**HOW TO COMPLETE THIS TASK**
Find each line of the material below in which the word "wall" occurs, and return it.

**RECORD EXTRACTS**

Start of Block

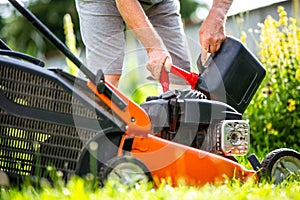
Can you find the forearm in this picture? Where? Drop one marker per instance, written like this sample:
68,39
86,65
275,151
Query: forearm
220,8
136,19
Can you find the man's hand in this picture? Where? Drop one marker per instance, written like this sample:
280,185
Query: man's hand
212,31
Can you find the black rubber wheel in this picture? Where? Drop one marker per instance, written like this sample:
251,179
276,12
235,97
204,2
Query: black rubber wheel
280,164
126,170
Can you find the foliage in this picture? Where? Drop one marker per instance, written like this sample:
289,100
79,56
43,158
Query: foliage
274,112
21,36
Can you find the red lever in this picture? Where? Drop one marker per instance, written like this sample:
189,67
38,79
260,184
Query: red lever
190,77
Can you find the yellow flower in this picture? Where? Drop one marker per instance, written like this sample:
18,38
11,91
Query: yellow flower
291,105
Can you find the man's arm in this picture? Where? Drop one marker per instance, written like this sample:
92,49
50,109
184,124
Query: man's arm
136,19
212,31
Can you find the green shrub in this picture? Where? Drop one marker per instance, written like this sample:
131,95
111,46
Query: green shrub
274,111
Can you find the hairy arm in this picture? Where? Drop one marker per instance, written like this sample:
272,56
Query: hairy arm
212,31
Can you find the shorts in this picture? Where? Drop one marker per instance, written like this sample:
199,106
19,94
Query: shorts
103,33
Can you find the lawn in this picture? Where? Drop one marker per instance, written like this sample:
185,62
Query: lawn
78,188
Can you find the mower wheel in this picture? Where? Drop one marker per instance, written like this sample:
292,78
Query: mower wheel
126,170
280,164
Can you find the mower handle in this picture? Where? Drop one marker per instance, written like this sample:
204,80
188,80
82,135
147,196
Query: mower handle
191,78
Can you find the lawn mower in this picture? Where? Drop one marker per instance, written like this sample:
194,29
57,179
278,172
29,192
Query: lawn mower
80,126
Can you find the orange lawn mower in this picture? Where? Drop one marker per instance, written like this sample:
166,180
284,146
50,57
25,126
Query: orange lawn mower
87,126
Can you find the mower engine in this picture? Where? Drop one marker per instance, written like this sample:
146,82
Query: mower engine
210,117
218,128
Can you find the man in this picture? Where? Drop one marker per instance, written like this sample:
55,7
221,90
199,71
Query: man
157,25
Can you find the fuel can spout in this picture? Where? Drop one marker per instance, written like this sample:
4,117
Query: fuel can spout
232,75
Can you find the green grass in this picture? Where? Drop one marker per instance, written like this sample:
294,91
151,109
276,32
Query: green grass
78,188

End of Block
Start of Block

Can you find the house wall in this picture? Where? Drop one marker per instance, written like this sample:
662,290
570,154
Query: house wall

End of Block

**SOLUTION TO THIS EXERCISE**
Can you find the house wall in this picture? Where? Drop one marker per instance, written like this sample:
Query: house wall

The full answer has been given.